**Exercise prompt**
Count the lines in the entries below that contain the string "positive". Reply with that number alone.

Segmentation mask data:
• • • • • • •

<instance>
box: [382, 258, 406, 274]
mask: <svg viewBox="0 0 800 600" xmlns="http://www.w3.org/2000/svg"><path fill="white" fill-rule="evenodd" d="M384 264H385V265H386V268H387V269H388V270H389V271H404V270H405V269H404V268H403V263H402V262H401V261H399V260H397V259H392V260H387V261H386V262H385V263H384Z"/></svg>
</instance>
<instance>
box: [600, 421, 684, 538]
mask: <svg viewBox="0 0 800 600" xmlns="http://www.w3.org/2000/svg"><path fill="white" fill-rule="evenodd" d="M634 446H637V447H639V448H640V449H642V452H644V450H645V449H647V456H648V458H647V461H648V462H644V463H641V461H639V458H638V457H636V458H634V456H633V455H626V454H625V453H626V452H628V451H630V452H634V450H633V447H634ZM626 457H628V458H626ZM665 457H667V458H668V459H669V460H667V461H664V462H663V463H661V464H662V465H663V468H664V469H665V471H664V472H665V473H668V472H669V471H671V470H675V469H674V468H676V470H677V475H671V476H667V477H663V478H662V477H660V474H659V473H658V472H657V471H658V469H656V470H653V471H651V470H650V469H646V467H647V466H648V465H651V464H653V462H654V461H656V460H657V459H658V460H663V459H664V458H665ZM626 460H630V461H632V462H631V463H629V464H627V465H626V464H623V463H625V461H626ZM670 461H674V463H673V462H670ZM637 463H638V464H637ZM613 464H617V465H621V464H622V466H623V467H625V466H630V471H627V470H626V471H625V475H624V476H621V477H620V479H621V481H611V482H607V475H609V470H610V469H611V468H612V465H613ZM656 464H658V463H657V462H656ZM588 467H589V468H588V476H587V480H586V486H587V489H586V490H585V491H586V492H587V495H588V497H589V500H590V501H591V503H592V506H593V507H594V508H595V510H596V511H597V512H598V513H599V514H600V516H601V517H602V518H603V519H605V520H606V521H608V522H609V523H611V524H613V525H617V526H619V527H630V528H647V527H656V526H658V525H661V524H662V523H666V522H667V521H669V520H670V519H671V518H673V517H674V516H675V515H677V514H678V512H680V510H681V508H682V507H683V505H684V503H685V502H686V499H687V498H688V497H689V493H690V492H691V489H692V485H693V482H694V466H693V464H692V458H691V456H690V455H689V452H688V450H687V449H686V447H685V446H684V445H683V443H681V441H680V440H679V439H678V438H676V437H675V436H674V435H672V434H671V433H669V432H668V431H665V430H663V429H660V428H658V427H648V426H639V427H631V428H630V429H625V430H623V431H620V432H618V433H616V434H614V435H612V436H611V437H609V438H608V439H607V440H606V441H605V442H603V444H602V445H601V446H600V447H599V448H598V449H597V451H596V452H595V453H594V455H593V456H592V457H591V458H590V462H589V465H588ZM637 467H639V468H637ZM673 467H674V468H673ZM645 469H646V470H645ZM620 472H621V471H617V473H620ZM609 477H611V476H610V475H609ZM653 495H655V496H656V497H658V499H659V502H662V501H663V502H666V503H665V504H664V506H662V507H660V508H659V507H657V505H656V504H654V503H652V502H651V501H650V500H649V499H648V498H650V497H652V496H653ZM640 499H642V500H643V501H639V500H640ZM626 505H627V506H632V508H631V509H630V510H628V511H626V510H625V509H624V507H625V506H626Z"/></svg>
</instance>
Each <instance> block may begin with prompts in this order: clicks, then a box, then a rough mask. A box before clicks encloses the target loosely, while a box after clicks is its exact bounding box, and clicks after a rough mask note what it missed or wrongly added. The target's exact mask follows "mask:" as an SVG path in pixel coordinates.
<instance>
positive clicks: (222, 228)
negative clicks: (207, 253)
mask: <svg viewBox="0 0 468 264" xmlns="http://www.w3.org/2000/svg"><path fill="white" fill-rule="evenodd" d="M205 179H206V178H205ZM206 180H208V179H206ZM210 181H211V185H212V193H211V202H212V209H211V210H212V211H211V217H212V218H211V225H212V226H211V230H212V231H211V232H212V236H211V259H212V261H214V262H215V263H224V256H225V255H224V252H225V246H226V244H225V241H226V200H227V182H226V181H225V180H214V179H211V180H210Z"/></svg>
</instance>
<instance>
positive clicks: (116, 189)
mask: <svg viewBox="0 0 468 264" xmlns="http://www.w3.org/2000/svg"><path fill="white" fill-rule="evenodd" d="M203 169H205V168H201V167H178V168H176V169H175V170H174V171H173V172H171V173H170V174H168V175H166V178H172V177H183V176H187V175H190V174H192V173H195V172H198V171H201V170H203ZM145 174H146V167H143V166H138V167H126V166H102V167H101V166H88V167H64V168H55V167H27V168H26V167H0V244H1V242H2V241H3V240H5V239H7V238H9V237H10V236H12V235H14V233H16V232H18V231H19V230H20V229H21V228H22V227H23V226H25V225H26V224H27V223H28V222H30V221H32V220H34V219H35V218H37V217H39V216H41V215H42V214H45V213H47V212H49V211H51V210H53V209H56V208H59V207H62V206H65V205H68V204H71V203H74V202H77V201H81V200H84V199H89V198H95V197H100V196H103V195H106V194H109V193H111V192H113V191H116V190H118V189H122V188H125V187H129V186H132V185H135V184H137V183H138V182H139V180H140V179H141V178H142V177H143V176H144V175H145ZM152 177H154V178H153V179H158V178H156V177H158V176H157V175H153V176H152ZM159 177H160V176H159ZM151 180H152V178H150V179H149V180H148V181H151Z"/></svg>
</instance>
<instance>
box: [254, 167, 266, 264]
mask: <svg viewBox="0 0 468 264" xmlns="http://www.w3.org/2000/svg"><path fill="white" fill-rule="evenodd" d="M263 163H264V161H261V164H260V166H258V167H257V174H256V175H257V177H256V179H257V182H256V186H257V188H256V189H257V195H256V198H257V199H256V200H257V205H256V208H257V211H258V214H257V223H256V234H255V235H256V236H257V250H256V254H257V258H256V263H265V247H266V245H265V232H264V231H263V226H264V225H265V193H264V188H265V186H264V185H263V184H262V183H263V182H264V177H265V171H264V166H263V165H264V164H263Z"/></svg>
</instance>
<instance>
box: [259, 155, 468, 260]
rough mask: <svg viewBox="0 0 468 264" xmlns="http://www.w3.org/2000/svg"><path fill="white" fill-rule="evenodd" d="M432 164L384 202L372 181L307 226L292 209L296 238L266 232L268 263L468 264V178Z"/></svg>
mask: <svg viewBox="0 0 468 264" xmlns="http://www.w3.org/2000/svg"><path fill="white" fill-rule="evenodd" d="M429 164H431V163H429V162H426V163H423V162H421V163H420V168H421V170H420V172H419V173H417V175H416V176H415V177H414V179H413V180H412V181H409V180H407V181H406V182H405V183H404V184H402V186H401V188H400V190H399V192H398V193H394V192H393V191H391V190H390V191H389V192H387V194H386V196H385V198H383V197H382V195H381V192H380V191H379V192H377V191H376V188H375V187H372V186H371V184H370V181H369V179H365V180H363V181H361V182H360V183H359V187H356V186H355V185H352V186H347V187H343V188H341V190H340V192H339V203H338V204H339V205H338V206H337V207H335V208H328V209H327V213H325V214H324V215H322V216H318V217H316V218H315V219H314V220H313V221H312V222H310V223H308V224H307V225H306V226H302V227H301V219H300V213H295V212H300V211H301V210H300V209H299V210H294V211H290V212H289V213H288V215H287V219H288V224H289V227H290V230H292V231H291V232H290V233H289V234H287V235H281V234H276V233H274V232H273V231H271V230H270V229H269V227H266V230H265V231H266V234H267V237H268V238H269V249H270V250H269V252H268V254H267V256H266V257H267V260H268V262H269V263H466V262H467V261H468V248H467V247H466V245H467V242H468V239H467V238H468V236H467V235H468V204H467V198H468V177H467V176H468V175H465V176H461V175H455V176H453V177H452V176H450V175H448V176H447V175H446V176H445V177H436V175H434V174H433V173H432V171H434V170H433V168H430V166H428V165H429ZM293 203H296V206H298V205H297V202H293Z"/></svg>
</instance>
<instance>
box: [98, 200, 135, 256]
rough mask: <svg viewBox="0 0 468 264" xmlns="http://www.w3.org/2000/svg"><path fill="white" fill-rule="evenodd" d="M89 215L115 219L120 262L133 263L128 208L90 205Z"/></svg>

• • • • • • •

**Exercise output**
2